Thinking Functionally with Haskell勉強メモ: 第6章問題2
Exercise F
第一部
任意の有限リストxs
について、以下の等式が成り立つことを証明せよ:
foldl f e xs = foldr (flip f) e (reverse xs)
帰納法で解く。
Case [] 左辺
foldl f e []
= {foldlの定義}
e
Case [] 右辺
foldr (flip f) e (reverse []) = {reverse [] = []} foldr (flip f) e [] = {foldrの定義} e
Case []は証明できた。
Case x:xs 左辺
foldl f e (x:xs) = {foldlの定義} foldl f (f e x) xs = {induction} foldr (flip f) (f e x) (reverse xs)
Case x:xs 右辺
foldr (flip f) e (reverse (x:xs)) = {reverse (x:xs) = reverse xs ++ [x]} foldr (flip f) e (reverse xs ++ [x]) = {foldr f e (xs++ys) = foldr f (foldr f e ys) xs} foldr (flip f) (foldr (flip f) e [x]) (reverse xs) = {foldrの定義} foldr (flip f) (flip f x (foldr (flip f) e [])) (reverse xs) = {foldrの定義} foldr (flip f) (flip f x e) (reverse xs) = {flipの定義} foldr (flip f) (f e x) (reverse xs)
これで{foldr f e (xs++ys) = foldr f (foldr f e ys) xs}
が任意の有限リストxs
とys
で成り立つなら、Case x:xsも証明できた。
{foldr f e (xs++ys) = foldr f (foldr f e ys) xs}
の帰納的証明:
Case [] 左辺
foldr f e ([]++ys) = {[]++xs=xs} foldr f e ys
Case [] 右辺
foldr f (foldr f e ys) []
= {foldrの定義}
foldr f e ys
Case []証明完了。

────

**課題の内容:**
(a) foldlとfoldrの証明のうち、「Case x:xs 左辺」から「で成り立つなら、Case x:xsも証明できた。」までの部分を、「induction」を「帰納法の仮定」に変えて書き直すこと。
(b) foldlとfoldrの証明の続きを、最後の文の後から書いてください。
以下の一覧は、foldlとfoldrの証明とは関係がない。

────

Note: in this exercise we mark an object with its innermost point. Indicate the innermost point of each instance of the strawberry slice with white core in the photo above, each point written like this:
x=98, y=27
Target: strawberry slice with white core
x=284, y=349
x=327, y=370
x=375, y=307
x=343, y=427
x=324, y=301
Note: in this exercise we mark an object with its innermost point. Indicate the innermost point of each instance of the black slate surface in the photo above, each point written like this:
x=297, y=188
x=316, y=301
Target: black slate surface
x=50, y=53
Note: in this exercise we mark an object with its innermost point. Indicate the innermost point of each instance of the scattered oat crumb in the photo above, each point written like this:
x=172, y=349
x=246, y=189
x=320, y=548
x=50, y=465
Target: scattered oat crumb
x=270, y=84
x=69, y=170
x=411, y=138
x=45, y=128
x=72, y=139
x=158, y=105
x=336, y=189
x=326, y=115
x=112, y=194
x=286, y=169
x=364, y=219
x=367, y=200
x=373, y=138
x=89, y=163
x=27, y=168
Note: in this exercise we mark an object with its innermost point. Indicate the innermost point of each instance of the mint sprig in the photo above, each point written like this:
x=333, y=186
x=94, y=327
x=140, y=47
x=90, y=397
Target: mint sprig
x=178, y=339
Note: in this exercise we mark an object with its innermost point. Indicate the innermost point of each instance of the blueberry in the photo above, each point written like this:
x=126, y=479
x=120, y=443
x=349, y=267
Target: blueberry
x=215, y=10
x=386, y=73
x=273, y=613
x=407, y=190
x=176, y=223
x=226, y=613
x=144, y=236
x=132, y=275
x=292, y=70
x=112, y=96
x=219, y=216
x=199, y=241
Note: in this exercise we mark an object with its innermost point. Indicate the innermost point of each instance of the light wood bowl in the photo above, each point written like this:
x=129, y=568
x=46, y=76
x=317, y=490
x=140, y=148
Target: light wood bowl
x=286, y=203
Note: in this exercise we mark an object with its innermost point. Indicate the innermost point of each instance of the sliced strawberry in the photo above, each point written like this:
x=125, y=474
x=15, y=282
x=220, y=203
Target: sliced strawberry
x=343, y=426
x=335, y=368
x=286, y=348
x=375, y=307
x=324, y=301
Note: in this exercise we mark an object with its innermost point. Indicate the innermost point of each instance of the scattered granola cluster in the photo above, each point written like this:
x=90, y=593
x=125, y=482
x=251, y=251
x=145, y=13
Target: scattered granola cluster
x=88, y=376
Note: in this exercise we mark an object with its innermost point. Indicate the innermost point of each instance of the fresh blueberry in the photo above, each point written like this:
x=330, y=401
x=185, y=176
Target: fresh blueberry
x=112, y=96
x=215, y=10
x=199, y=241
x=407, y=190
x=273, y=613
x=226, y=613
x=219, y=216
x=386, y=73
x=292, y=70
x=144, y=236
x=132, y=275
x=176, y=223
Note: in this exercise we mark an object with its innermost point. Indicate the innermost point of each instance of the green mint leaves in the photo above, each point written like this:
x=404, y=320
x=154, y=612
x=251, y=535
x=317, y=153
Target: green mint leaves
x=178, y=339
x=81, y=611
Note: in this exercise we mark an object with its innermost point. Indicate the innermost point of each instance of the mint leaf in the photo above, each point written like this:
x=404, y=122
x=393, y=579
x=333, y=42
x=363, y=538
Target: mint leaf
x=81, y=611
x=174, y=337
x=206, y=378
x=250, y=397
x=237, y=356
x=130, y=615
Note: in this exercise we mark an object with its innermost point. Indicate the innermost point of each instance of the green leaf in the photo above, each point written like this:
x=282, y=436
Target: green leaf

────

**解答まとめ:**
(a)
Case x:xs 左辺
foldl f e (x:xs) = {foldlの定義} foldl f (f e x) xs = {帰納法の仮定} foldr (flip f) (f e x) (reverse xs)
Case x:xs 右辺
foldr (flip f) e (reverse (x:xs)) = {reverse (x:xs) = reverse xs ++ [x]} foldr (flip f) e (reverse xs ++ [x]) = {foldr f e (xs++ys) = foldr f (foldr f e ys) xs} foldr (flip f) (foldr (flip f) e [x]) (reverse xs) = {foldrの定義} foldr (flip f) (flip f x (foldr (flip f) e [])) (reverse xs) = {foldrの定義} foldr (flip f) (flip f x e) (reverse xs) = {flipの定義} foldr (flip f) (f e x) (reverse xs)
これで{foldr f e (xs++ys) = foldr f (foldr f e ys) xs}
が任意の有限リストxs
とys
で成り立つなら、Case x:xsも証明できた。

(b)
Case x:xs 左辺
foldr f e ((x:xs)++ys) = {(x:xs)++ys = x:(xs++ys)} foldr f e (x:(xs++ys)) = {foldrの定義} f x (foldr f e (xs++ys)) = {induction} f x (foldr f (foldr f e ys) xs)
Case x:xs 右辺
foldr f (foldr f e ys) (x:xs) = {foldrの定義} f x (foldr f (foldr f e ys) xs)
Case x:xs証明完了。
{foldr f e (xs++ys) = foldr f (foldr f e ys) xs}
が任意の有限リストxs
とys
で成り立つ。
よってfoldl f e xs = foldr (flip f) e (reverse xs)
も任意の有限リストxs
で成り立つ。
第二部
任意の有限リストxs
について、以下の等式が成り立つことを証明せよ:
foldl (@) e xs = foldr (<>) e xs
ただし以下の条件が成り立つ:
(x <> y) @ z = x <> (y @ z) e @ x = x <> e
帰納法で証明する。
case [] 左辺
foldl (@) e [] = {foldlの定義} e
case [] 右辺
foldr (<>) e [] = {foldrの定義} e
case []証明完了(ほぼ自明)。
case x:xs 左辺
foldl (@) e (x:xs) = {foldlの定義} foldl (@) (e @ x) xs = {e @ x = x <> e} foldl (@) (x <> e) xs = {to be proven} x <> (foldl (@) e xs) = {induction} x <> (foldr (<>) e xs)
case x:xs 右辺
foldr (<>) e (x:xs) = {foldrの定義} x <> (foldr (<>) e xs)
Case x:xsはfoldl (@) (x <> e) xs = x <> (foldl (@) e xs)
が成り立つなら成り立つ。
foldl (@) (x <> e) xs = x <> (foldl (@) e xs)
の証明:
case [] 左辺
foldl (@) (x <> e) [] = {foldlの定義} x <> e
case [] 右辺
x <> (foldl (@) e []) = {foldlの定義} x <> e
case []証明完了。
case y:ys 左辺
foldl (@) (x <> e) (y:ys) = {foldlの定義} foldl (@) ((x <> e) @ y) ys = {(x <> y) @ z = x <> (y @ z)} foldl (@) (x <> (e @ y)) ys = {induction} x <> (foldl (@) (e @ y) ys)
case y:ys 右辺
x <> (foldl (@) e (y:ys)) = {foldlの定義} x <> (foldl (@) (e @ y) ys)
Case x:xs証明完了。
foldl (@) (x <> e) xs = x <> (foldl (@) e xs)
は成り立つ。
よってfoldl (@) e xs = foldr (<>) e xs
も成り立つ。
(ただ、この証明のこの部分はイマイチ自信がない・・・)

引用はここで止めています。